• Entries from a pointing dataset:
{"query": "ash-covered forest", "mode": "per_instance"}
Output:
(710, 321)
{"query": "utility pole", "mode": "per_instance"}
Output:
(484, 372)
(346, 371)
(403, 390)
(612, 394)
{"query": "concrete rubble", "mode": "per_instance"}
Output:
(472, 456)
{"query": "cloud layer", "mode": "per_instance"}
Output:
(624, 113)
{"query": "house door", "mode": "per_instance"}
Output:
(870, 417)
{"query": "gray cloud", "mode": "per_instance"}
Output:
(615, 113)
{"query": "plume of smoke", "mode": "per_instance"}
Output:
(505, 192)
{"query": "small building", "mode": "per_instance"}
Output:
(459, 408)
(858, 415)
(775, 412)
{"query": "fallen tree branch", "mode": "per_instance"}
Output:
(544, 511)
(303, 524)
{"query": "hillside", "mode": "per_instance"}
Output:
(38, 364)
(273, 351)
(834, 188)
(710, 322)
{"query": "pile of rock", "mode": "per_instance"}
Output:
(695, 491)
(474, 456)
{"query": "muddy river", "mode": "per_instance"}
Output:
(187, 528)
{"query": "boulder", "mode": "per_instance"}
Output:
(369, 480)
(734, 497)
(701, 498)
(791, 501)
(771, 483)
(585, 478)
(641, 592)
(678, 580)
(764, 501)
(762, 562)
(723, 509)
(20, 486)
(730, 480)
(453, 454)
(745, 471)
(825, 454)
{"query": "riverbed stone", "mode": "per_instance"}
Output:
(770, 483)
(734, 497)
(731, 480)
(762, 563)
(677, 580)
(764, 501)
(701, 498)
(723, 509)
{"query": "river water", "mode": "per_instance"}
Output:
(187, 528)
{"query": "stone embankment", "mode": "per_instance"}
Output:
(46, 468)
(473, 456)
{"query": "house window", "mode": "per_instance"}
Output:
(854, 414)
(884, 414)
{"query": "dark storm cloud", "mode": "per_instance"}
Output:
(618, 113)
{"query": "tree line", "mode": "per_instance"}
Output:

• Work instructions: Can you recast all of the data above as a numbered list, leaving out any blank lines?

• In response:
1. {"query": "ash-covered forest", "mode": "per_instance"}
2. Output:
3. (710, 321)
4. {"query": "utility pole", "mode": "per_instance"}
5. Output:
6. (484, 372)
7. (346, 371)
8. (403, 390)
9. (612, 394)
10. {"query": "concrete rubble", "mode": "per_instance"}
11. Output:
12. (472, 456)
13. {"query": "cloud layer", "mode": "per_instance"}
14. Output:
15. (624, 113)
16. {"query": "house door", "mode": "per_instance"}
17. Output:
18. (870, 417)
19. {"query": "gray cloud", "mode": "per_instance"}
20. Output:
21. (615, 113)
22. {"query": "plume of smoke", "mode": "per_instance"}
23. Output:
24. (505, 192)
25. {"query": "small building", "mode": "per_instance"}
26. Output:
27. (459, 408)
28. (858, 415)
29. (775, 412)
30. {"query": "fallen tree branch", "mode": "per_instance"}
31. Output:
32. (544, 511)
33. (303, 524)
34. {"query": "hillside", "mode": "per_instance"}
35. Output:
36. (38, 364)
37. (273, 351)
38. (834, 188)
39. (710, 322)
40. {"query": "pile of rock", "mode": "per_instance"}
41. Output:
42. (695, 491)
43. (474, 456)
44. {"query": "muddy river", "mode": "per_instance"}
45. Output:
46. (187, 528)
47. {"query": "boulder", "mode": "per_instance"}
48. Output:
49. (369, 480)
50. (734, 497)
51. (701, 498)
52. (791, 501)
53. (771, 483)
54. (585, 478)
55. (641, 592)
56. (678, 580)
57. (764, 501)
58. (762, 562)
59. (723, 509)
60. (20, 486)
61. (730, 480)
62. (453, 454)
63. (745, 471)
64. (825, 454)
65. {"query": "riverbed stone", "mode": "per_instance"}
66. Output:
67. (770, 483)
68. (734, 497)
69. (731, 480)
70. (762, 563)
71. (677, 580)
72. (764, 501)
73. (701, 498)
74. (723, 509)
75. {"query": "river water", "mode": "per_instance"}
76. Output:
77. (187, 528)
78. {"query": "stone embankment", "mode": "per_instance"}
79. Output:
80. (46, 468)
81. (473, 456)
82. {"query": "house window", "mode": "per_instance"}
83. Output:
84. (854, 414)
85. (884, 414)
86. {"query": "dark storm cloud", "mode": "per_instance"}
87. Output:
88. (618, 113)
89. {"query": "tree line", "mode": "per_instance"}
90. Output:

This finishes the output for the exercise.